• [Task 1]
Using the RefWorks field settings text, answer:
(a) What word does RefWorks insert by default in place of author names when a reference's author field is blank?
(b) Does the Field Comments entry affect formatting or output?
(c) In the example, what goes in the If only 2 use box?

Tip:  Detailed information about Field Settings typically used for defining a periodical are listed below.  This will help you become familiar with the different types of options available for the various fields.

Tip:  A word about punctuation used throughout a reference type – punctuation is normally included with the field it is used with, however, in some instances you will need to include the punctuation with the field that precedes or follows.  

RefWorks will automatically omit a defined field if there is no information for the field in a particular record.  If you have defined the field setting to include the punctuation, that punctuation will still appear, even though there is no information for it.  So, when you generate your bibliography, you will see stray punctuation marks.

You may need to modify your format to include punctuation for a particular field with the field that follows it (The page number field is a good example.  It generally appears at the end of a format and if your record does not have this information to display, your format may end with stray punctuation, so include the punctuation for the field before page number in the “precede with” area of the page field setting.).

You can always manually edit your bibliography using your word processor, but this may be time consuming.  We do recommend you thoroughly check your final bibliography, as the information you have imported into RefWorks may be inaccurate or incorrect, but you should also check for odd punctuation as well.

Author Fields (Primary, Secondary, Tertiary, Compiler and Translator)

Field Comments

Enter any information you would like to include about this field.  This field is information only and does not affect the formatting or output.

Field Settings

Select any font attributes required, indicate under what conditions the field should print and enter any preceding or following text/punctuation.

Author Settings

  • Include All:

    The number of author names to be included in the bibliography. You can include all of the names or some portion of them. Selecting Include All overrides the other settings. Enter 2 in the If more, show first box and select Italic. Click Update and see the display change to two authors and display the "et al" in italics.

  • Anonymous:

    By default, RefWorks inserts the word Anonymous in place of author names if the author field in a reference is left blank. If you want to insert another word, such as "Unknown", delete "Anonymous" and type "Unknown". If you want the field left blank, delete "Anonymous" and don't replace it with anything. If you want to replace the author with the title, click the Use Title box.

  • Separators:

    Varies depending upon where the separator is located (i.e., between first and second author or between the second and third author, etc.). In our example under If only 2 use, press the spacebar type "and" (without the quote marks) then press the spacebar again.  It will display as ( and ). You need to include a space on each side of the and or the result will be John JonesandBob Smith.

    Leave the comma in the If more than 2 use box and in the Before Last box. Notice that there are spaces after the comma and before and after the and.

  • First Author:

    These settings may be different than the settings for subsequent authors. Under Name select the correct order of the names for the output style. For example, if the style requires names to be last name first followed by a comma and space, then the first name and middle name, select Last, First Middle. The Initial box determines the format of the name. For example, if the first name should be a full name and middle name an initial only, you should select First M.

• [Image boundary annotation data]
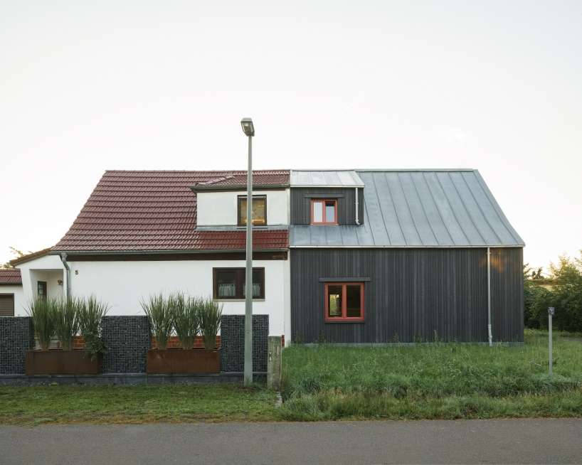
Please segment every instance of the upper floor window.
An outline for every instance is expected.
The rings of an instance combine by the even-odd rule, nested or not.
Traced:
[[[238,299],[245,298],[246,288],[244,268],[213,268],[214,299]],[[253,269],[253,298],[265,299],[265,268]]]
[[[267,196],[253,196],[253,225],[267,225]],[[247,224],[247,198],[246,196],[238,196],[238,226],[246,226]]]
[[[311,224],[337,225],[337,201],[312,200]]]

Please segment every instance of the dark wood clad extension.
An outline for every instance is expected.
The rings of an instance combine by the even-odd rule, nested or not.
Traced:
[[[523,250],[492,249],[494,341],[523,341]],[[487,340],[487,249],[293,249],[295,341]],[[364,323],[326,323],[320,277],[369,278]],[[364,280],[364,279],[362,279]]]

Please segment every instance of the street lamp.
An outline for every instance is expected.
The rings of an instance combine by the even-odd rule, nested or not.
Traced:
[[[240,120],[243,132],[248,137],[247,171],[247,240],[245,274],[245,375],[244,384],[253,384],[253,137],[255,126],[250,118]]]

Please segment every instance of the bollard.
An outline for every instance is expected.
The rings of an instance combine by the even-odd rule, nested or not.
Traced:
[[[267,387],[281,389],[281,336],[268,337],[268,362],[267,363]]]
[[[549,338],[549,348],[548,351],[549,353],[549,366],[550,366],[550,376],[554,375],[554,349],[552,348],[552,335],[551,335],[551,317],[554,316],[554,314],[556,311],[556,309],[553,306],[548,307],[548,338]]]

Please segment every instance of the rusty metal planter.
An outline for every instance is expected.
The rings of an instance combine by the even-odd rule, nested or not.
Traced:
[[[83,350],[29,351],[26,353],[27,375],[97,375],[101,372],[102,356],[92,360]]]
[[[147,351],[148,373],[218,373],[218,349],[151,349]]]

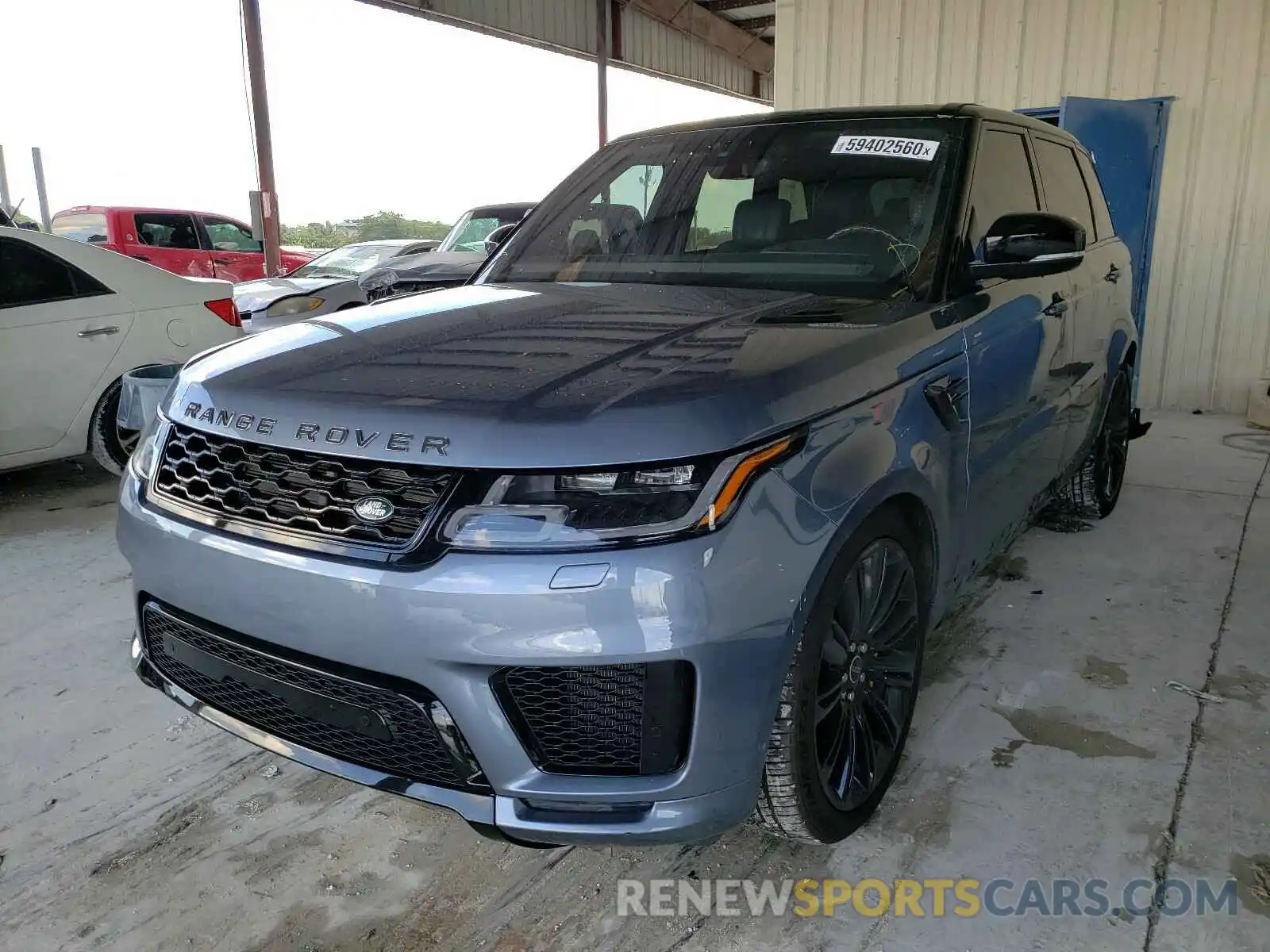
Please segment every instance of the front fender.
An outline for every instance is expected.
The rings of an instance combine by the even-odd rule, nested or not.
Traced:
[[[937,371],[936,373],[946,372]],[[951,506],[964,498],[965,424],[950,432],[922,399],[922,381],[822,421],[780,475],[819,510],[834,531],[808,578],[791,619],[791,641],[824,585],[829,569],[861,523],[883,505],[921,512],[931,537],[932,618],[947,602],[955,569]]]

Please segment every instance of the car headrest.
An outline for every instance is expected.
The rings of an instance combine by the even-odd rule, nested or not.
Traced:
[[[776,195],[759,195],[737,203],[732,216],[733,245],[775,245],[790,225],[790,203]]]
[[[912,206],[907,198],[888,198],[881,203],[881,212],[878,216],[881,227],[894,231],[908,225],[912,217]]]
[[[841,228],[861,221],[866,208],[869,208],[867,182],[832,179],[817,193],[812,204],[812,217],[833,228]]]

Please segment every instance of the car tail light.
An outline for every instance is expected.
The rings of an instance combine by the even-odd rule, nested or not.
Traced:
[[[231,327],[243,326],[243,319],[239,317],[237,307],[234,306],[234,298],[222,297],[220,301],[203,301],[203,306]]]

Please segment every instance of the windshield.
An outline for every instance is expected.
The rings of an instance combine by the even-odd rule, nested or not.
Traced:
[[[438,251],[481,251],[485,250],[485,239],[489,234],[503,225],[512,225],[525,217],[521,208],[476,208],[478,217],[472,212],[464,212],[464,216],[453,223],[444,239],[437,246]]]
[[[620,142],[540,204],[480,281],[923,293],[961,128],[848,119]]]
[[[328,251],[309,264],[296,268],[288,278],[356,278],[364,270],[392,258],[400,245],[344,245]]]
[[[50,223],[50,227],[55,235],[61,235],[75,241],[98,244],[108,240],[105,235],[105,216],[94,212],[58,215]]]

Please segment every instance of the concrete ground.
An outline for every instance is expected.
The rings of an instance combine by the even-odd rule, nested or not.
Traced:
[[[1158,418],[1111,518],[1029,532],[933,637],[895,786],[836,848],[747,825],[525,850],[257,751],[131,674],[113,481],[0,477],[0,948],[1267,949],[1267,453],[1232,418]],[[616,915],[622,877],[803,876],[1099,878],[1113,902],[1233,877],[1240,911]]]

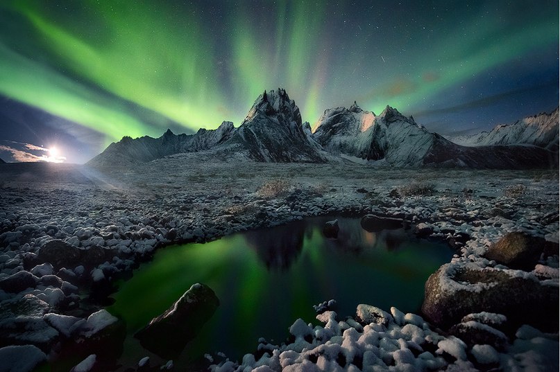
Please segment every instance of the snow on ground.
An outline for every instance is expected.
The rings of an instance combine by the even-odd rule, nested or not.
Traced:
[[[431,229],[432,237],[447,240],[458,249],[452,259],[458,267],[493,265],[500,269],[481,255],[508,232],[558,242],[559,179],[553,171],[391,170],[350,162],[205,160],[197,154],[178,154],[129,168],[49,165],[42,172],[32,174],[3,168],[0,301],[27,301],[31,296],[42,299],[37,303],[47,306],[47,312],[72,311],[72,318],[50,315],[40,319],[44,327],[58,330],[53,329],[53,335],[70,335],[69,328],[78,319],[87,319],[99,310],[83,309],[78,287],[100,291],[167,244],[210,240],[309,215],[373,213],[403,218],[412,225],[421,222],[423,231],[430,234]],[[266,193],[261,188],[265,184]],[[432,192],[414,192],[426,188]],[[94,263],[67,260],[64,268],[54,263],[52,267],[44,265],[40,249],[53,239],[78,247],[79,254],[97,251],[88,261]],[[103,253],[95,251],[95,246],[101,247]],[[557,254],[539,262],[531,275],[545,276],[558,286],[558,267]],[[19,272],[33,274],[11,276]],[[83,313],[78,317],[79,309]],[[293,344],[261,343],[260,350],[267,351],[256,360],[251,355],[237,362],[217,358],[214,369],[458,371],[492,366],[496,360],[504,371],[519,371],[523,366],[558,369],[557,334],[520,330],[508,348],[498,352],[485,345],[466,347],[461,339],[439,333],[418,315],[394,308],[379,310],[384,323],[359,324],[354,319],[337,319],[328,311],[319,315],[323,327],[313,328],[306,323],[311,319],[300,319],[287,330],[287,335],[289,331],[295,337]],[[13,316],[2,311],[0,320]],[[496,316],[482,314],[471,320],[488,317]],[[108,320],[101,316],[99,319]],[[28,339],[31,343],[33,339]],[[53,336],[51,341],[56,339]]]

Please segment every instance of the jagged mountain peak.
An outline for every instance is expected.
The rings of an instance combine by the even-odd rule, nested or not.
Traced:
[[[352,105],[348,109],[348,111],[357,113],[357,112],[362,112],[364,110],[362,109],[362,108],[359,106],[358,106],[358,104],[356,103],[356,101],[355,100],[354,103],[353,103]]]
[[[328,154],[302,123],[299,107],[285,89],[260,95],[235,134],[225,145],[257,161],[323,162]]]
[[[301,114],[294,100],[291,100],[286,89],[266,90],[255,100],[244,123],[248,122],[255,115],[262,114],[267,116],[282,116],[285,119],[301,125]]]
[[[175,135],[171,129],[167,128],[167,130],[165,131],[165,133],[163,134],[163,137],[171,137]]]
[[[412,124],[416,125],[418,127],[423,127],[421,125],[418,125],[416,121],[414,121],[414,118],[412,116],[406,117],[403,114],[402,114],[397,109],[391,107],[389,105],[385,107],[381,114],[379,114],[377,118],[382,118],[385,121],[385,123],[387,124],[390,123],[393,123],[395,121],[404,121],[405,123],[408,123],[409,124]]]

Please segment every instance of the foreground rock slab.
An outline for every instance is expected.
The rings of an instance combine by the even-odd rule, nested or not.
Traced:
[[[180,299],[134,337],[150,351],[162,357],[173,358],[194,338],[219,303],[210,287],[194,284]]]

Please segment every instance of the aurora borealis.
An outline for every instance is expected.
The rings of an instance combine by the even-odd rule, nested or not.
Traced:
[[[558,7],[6,0],[0,140],[84,162],[125,135],[238,126],[278,87],[312,124],[357,100],[442,134],[488,129],[558,105]]]

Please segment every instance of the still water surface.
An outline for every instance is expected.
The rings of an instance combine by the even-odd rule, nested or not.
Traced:
[[[319,324],[312,305],[331,299],[337,301],[339,319],[354,315],[359,303],[418,312],[424,283],[453,252],[402,229],[366,231],[355,218],[338,218],[338,238],[327,239],[322,227],[332,219],[160,249],[121,285],[108,310],[121,317],[132,334],[193,283],[209,285],[220,305],[187,345],[185,360],[218,351],[240,359],[255,350],[260,337],[279,344],[297,318]],[[135,342],[129,338],[125,353],[140,347]],[[150,355],[141,351],[140,357]]]

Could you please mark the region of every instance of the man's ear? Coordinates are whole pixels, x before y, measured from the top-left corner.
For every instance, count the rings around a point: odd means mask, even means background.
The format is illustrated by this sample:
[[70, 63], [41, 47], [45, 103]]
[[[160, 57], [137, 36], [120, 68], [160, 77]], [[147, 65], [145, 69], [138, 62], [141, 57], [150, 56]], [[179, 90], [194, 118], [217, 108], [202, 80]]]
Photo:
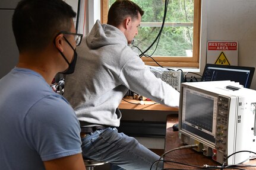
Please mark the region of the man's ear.
[[64, 43], [63, 34], [61, 34], [56, 37], [55, 40], [54, 40], [54, 43], [57, 49], [58, 49], [61, 52], [63, 52], [64, 49], [63, 47]]

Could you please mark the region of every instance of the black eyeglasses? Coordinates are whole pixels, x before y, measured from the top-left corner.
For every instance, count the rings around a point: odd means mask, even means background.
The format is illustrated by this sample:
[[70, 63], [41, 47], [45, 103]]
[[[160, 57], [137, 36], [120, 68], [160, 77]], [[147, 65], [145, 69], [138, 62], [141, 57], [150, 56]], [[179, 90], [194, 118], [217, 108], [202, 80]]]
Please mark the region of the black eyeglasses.
[[81, 44], [81, 41], [82, 41], [82, 39], [83, 39], [83, 34], [72, 33], [69, 33], [69, 32], [67, 32], [67, 31], [61, 31], [58, 34], [59, 35], [61, 34], [74, 35], [75, 36], [75, 45], [77, 46], [77, 47]]

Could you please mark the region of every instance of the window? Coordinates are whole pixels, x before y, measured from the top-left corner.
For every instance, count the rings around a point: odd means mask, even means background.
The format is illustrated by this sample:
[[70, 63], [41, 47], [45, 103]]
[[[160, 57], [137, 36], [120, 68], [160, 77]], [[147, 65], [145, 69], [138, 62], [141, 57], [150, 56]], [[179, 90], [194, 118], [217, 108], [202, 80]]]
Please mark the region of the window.
[[[156, 39], [164, 16], [165, 1], [132, 0], [144, 11], [134, 46], [144, 52]], [[102, 0], [102, 23], [115, 0]], [[145, 54], [165, 67], [199, 68], [201, 0], [169, 0], [165, 27], [157, 41]], [[133, 47], [134, 48], [134, 47]], [[136, 49], [135, 49], [136, 50]], [[137, 49], [140, 53], [141, 52]], [[146, 65], [157, 66], [150, 57], [142, 57]]]

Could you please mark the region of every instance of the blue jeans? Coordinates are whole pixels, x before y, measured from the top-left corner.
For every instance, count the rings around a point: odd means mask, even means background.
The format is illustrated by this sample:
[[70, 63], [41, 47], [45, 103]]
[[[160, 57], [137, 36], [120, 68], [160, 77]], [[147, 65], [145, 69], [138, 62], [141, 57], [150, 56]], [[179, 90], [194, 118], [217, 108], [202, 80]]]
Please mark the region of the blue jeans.
[[[82, 149], [84, 157], [107, 161], [118, 166], [118, 169], [150, 170], [160, 158], [134, 138], [118, 133], [115, 127], [96, 130], [82, 138]], [[152, 169], [156, 169], [156, 164]], [[158, 167], [162, 169], [162, 162]]]

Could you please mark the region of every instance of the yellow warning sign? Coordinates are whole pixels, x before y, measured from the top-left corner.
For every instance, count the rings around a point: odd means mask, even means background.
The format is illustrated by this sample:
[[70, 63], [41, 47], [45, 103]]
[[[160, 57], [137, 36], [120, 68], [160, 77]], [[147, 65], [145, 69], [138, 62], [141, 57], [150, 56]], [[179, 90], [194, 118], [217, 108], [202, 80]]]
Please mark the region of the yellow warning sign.
[[215, 64], [216, 65], [230, 65], [229, 60], [224, 54], [223, 52], [222, 52], [219, 57], [217, 59], [215, 62]]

• [Task 2]
Print the listing starting at its beginning and ending at the line that contains "[[[311,224],[337,225],[337,201],[312,200]]]", both ends included. Leave the pictures out.

• [Complete answer 1]
(a) Anonymous.
(b) No. It is for information only.
(c) A space, the word and, then another space.

• [Complete answer 2]
Please segment every instance of the upper floor window.
An outline for every instance is expected.
The rings of an instance combine by the even-odd rule, nested or not.
Traced:
[[[238,299],[245,298],[246,288],[244,268],[213,268],[214,299]],[[253,269],[253,298],[265,299],[265,268]]]
[[[267,196],[253,196],[253,225],[267,225]],[[247,224],[247,198],[246,196],[238,196],[238,226],[246,226]]]
[[[311,224],[337,225],[337,201],[312,200]]]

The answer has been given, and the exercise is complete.